What to produce: Leave out the pictures and retype exactly the lines from the line with "Each instance of the beige" through the end of the listing below.

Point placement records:
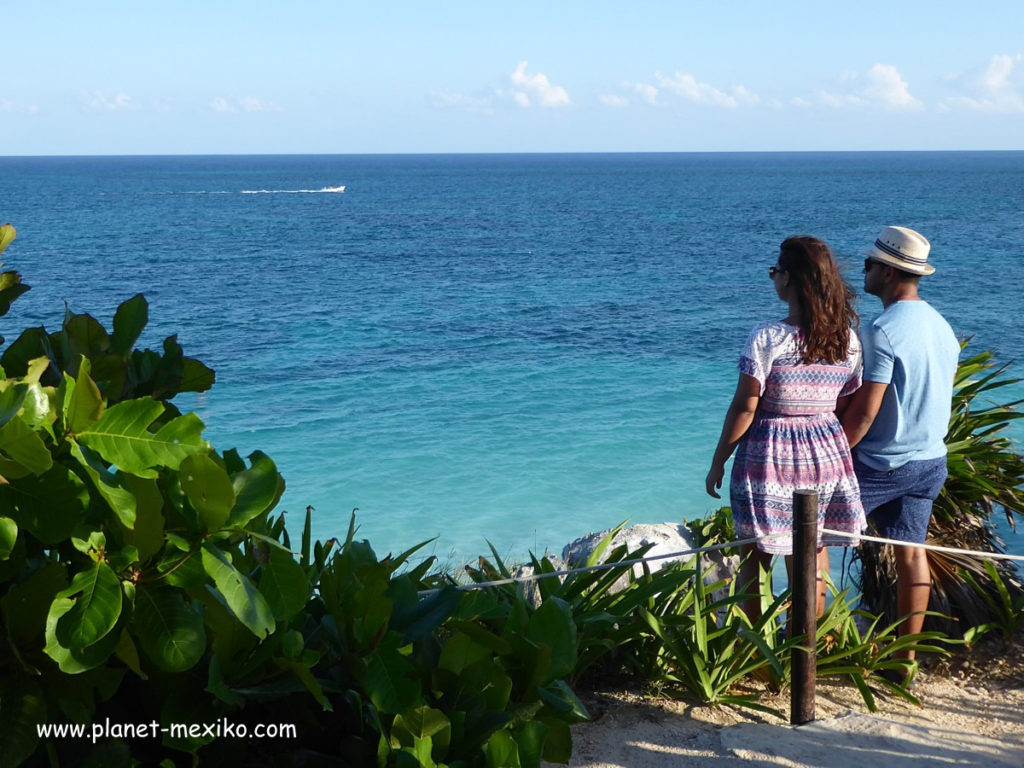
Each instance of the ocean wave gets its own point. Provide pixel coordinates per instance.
(322, 190)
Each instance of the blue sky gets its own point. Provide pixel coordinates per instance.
(315, 76)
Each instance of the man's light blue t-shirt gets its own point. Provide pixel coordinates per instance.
(910, 347)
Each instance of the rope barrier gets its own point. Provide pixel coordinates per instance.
(526, 578)
(605, 565)
(933, 547)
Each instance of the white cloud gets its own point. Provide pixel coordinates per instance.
(997, 87)
(611, 99)
(880, 86)
(539, 87)
(100, 101)
(687, 87)
(647, 92)
(887, 86)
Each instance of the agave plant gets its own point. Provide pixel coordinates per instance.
(985, 477)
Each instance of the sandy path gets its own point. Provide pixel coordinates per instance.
(970, 717)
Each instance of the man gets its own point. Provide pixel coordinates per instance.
(898, 419)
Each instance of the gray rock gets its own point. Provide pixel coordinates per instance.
(667, 538)
(529, 590)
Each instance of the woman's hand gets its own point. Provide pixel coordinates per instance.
(714, 480)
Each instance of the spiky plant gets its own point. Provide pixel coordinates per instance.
(985, 474)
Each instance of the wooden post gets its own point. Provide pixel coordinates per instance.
(804, 614)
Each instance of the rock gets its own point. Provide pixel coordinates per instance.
(529, 590)
(667, 538)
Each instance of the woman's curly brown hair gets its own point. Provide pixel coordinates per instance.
(825, 301)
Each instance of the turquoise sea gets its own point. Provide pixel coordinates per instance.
(513, 348)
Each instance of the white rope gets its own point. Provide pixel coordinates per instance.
(605, 565)
(933, 547)
(716, 547)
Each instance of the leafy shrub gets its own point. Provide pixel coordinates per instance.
(144, 578)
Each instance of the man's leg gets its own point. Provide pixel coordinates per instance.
(913, 588)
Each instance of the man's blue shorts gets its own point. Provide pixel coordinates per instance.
(899, 501)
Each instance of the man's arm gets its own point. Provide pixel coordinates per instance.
(859, 416)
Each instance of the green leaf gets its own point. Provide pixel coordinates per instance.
(238, 593)
(147, 534)
(283, 582)
(460, 651)
(209, 489)
(423, 722)
(33, 343)
(530, 736)
(39, 409)
(417, 617)
(96, 608)
(25, 606)
(129, 321)
(391, 681)
(256, 489)
(110, 485)
(501, 751)
(22, 445)
(123, 438)
(8, 537)
(24, 708)
(11, 398)
(83, 403)
(76, 660)
(48, 506)
(196, 376)
(170, 632)
(552, 625)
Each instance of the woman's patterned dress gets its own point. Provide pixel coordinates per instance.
(795, 441)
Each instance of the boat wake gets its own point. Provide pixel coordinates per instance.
(322, 190)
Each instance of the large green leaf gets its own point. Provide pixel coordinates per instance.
(33, 343)
(76, 660)
(256, 489)
(83, 337)
(39, 408)
(96, 608)
(23, 709)
(20, 445)
(169, 630)
(8, 537)
(11, 397)
(423, 722)
(129, 321)
(552, 625)
(237, 593)
(196, 376)
(82, 401)
(25, 606)
(48, 506)
(123, 438)
(110, 485)
(209, 489)
(147, 534)
(283, 582)
(391, 681)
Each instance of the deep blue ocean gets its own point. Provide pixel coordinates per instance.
(513, 348)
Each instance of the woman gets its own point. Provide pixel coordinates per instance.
(794, 376)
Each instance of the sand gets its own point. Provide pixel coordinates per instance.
(972, 715)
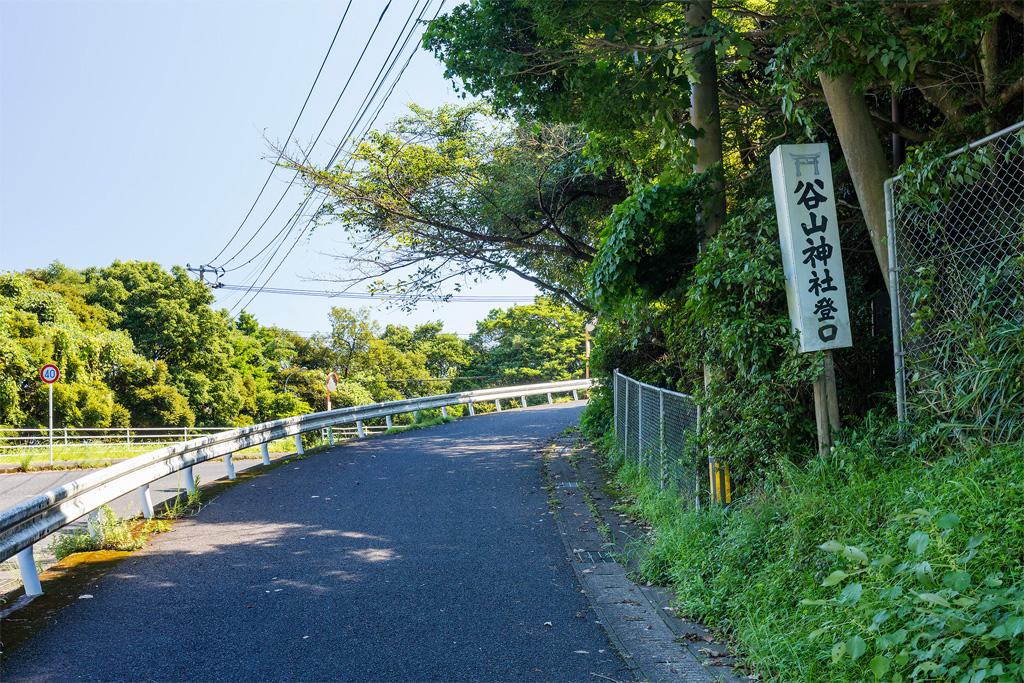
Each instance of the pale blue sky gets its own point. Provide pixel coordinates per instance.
(136, 129)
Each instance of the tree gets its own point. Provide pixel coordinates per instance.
(542, 341)
(452, 195)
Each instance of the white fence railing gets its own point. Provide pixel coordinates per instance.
(38, 517)
(654, 430)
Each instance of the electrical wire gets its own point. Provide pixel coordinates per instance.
(290, 134)
(320, 133)
(369, 296)
(379, 82)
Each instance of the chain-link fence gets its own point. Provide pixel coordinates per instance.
(654, 429)
(955, 230)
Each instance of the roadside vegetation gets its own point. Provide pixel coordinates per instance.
(141, 346)
(617, 156)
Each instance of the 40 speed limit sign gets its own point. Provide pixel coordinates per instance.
(49, 373)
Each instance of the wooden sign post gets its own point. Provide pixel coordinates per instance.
(812, 260)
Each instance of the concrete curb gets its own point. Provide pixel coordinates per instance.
(638, 620)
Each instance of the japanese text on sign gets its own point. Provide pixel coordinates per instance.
(812, 258)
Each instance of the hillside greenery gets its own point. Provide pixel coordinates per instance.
(139, 345)
(616, 154)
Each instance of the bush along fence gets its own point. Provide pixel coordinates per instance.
(955, 229)
(655, 430)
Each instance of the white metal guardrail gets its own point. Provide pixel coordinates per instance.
(25, 524)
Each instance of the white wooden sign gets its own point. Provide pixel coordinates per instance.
(812, 258)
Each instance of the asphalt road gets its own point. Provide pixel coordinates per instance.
(17, 486)
(425, 556)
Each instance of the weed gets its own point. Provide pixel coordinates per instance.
(107, 532)
(869, 564)
(183, 506)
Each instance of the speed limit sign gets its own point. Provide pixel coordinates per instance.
(49, 373)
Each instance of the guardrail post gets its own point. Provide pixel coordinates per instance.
(30, 573)
(92, 524)
(145, 501)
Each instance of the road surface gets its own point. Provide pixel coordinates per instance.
(423, 556)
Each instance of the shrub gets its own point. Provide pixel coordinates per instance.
(108, 532)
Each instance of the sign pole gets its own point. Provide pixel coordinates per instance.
(812, 261)
(51, 424)
(825, 403)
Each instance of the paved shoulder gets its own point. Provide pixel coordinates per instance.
(423, 556)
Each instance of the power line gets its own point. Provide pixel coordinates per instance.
(290, 133)
(378, 82)
(330, 115)
(368, 296)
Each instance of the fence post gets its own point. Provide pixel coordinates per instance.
(660, 434)
(614, 402)
(895, 313)
(30, 573)
(696, 468)
(626, 422)
(145, 501)
(640, 428)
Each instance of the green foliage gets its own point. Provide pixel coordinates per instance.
(929, 613)
(538, 342)
(920, 578)
(108, 532)
(649, 242)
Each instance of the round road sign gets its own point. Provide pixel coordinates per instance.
(49, 373)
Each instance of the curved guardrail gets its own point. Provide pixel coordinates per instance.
(38, 517)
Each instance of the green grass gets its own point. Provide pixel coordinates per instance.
(103, 452)
(876, 563)
(424, 422)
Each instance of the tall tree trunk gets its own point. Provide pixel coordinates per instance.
(864, 158)
(705, 114)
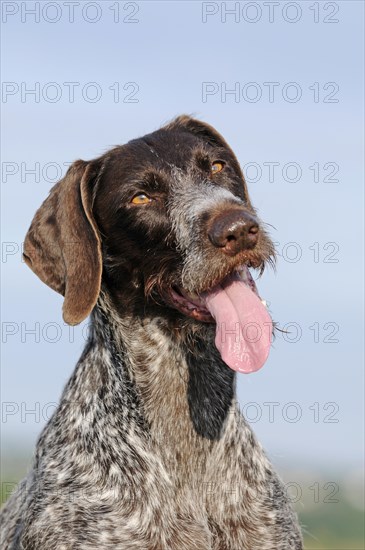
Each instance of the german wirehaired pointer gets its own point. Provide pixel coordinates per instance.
(147, 449)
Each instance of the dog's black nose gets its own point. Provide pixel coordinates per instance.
(234, 231)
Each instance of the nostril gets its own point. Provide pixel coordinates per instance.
(253, 230)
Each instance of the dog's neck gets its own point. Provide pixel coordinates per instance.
(183, 386)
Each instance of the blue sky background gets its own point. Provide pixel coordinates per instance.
(169, 53)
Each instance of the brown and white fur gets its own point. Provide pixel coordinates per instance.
(147, 449)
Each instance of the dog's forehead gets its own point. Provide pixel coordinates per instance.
(170, 148)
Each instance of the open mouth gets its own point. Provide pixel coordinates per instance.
(243, 324)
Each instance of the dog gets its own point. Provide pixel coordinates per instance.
(148, 449)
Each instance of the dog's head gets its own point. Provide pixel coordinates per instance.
(164, 220)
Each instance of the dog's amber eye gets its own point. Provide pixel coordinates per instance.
(141, 198)
(217, 166)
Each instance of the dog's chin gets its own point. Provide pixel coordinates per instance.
(193, 304)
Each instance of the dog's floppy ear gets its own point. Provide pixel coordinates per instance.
(63, 245)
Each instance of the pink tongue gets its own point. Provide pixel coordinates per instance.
(244, 326)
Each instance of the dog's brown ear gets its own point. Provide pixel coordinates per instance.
(63, 245)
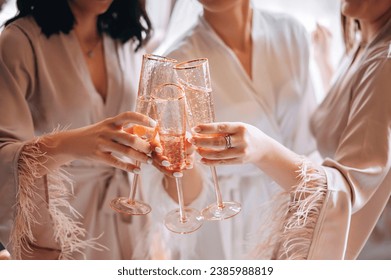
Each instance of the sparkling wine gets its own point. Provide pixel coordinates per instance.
(144, 106)
(174, 149)
(199, 107)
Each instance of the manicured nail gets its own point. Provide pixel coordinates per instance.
(152, 123)
(137, 171)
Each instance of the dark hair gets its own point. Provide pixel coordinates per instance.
(124, 20)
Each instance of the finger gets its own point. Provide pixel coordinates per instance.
(160, 160)
(155, 145)
(110, 146)
(189, 162)
(164, 169)
(216, 142)
(218, 128)
(224, 154)
(111, 160)
(128, 117)
(132, 140)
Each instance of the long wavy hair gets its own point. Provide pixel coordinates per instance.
(124, 20)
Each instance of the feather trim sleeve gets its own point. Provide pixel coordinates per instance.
(68, 234)
(290, 217)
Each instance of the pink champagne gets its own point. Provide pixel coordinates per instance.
(199, 106)
(144, 106)
(174, 149)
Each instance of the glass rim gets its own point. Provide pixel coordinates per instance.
(182, 95)
(159, 57)
(182, 65)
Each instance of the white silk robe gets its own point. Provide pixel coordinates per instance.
(278, 100)
(352, 127)
(44, 85)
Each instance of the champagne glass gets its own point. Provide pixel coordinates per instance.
(194, 77)
(169, 103)
(155, 71)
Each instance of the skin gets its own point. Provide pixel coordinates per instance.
(249, 144)
(371, 16)
(231, 20)
(99, 141)
(86, 13)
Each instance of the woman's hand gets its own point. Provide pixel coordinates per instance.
(229, 143)
(108, 141)
(163, 165)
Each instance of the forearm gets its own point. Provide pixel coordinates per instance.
(279, 163)
(48, 151)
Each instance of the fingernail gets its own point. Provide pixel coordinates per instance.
(137, 171)
(152, 123)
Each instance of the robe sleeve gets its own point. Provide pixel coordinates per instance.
(34, 208)
(16, 124)
(296, 99)
(349, 191)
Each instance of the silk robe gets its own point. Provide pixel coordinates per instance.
(45, 85)
(352, 129)
(278, 100)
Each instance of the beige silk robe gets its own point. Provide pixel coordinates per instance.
(45, 85)
(353, 131)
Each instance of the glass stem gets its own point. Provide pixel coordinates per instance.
(217, 188)
(132, 194)
(182, 214)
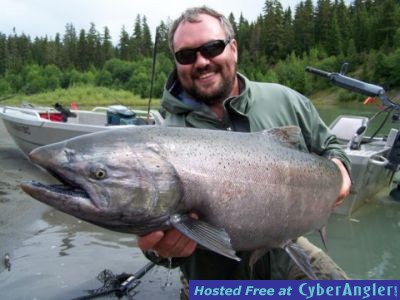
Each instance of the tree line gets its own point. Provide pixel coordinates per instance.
(275, 47)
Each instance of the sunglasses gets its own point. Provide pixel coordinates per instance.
(208, 50)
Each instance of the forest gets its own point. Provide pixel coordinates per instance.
(275, 47)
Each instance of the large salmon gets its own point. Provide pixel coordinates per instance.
(252, 191)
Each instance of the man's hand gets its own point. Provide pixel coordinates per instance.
(169, 243)
(346, 183)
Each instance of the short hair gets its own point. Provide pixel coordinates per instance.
(192, 15)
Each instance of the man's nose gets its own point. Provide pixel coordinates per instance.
(201, 61)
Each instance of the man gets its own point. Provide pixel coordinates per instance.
(205, 91)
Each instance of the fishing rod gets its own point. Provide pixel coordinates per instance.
(120, 289)
(153, 71)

Solution:
Each instance of the beige silk robe gets its own point. Provide pixel coordinates per instance.
(45, 85)
(353, 131)
Each instance of the glass stem gets its own point. Provide pixel coordinates per instance.
(217, 188)
(132, 194)
(182, 214)
Each instance of the tree line gets its own point. Provide pixel coordinates per instance.
(275, 47)
Each instance of the sunglasses gets its own point. Provide pixel coordinates per instance.
(208, 50)
Each instance of the forest gets its own point. Provide pixel coordinates per instance.
(275, 47)
Each instance of the large salmon gets its own point. Provide pixel coordinates per instance.
(252, 191)
Each instance of the man's hand gets its own point. Provide pixel coordinates per instance.
(169, 243)
(346, 183)
Each instance of the short hair gets its own point. Provide pixel coordinates per instance.
(192, 15)
Each instance of the man's nose gets its own point. Provide pixel coordinates per instance.
(201, 61)
Each instance of the man gets its own point. Provide pixel coordinates per instance.
(205, 91)
Each instance of the fishing rod gets its own point. Provide pixel coordinates per instance.
(120, 289)
(153, 71)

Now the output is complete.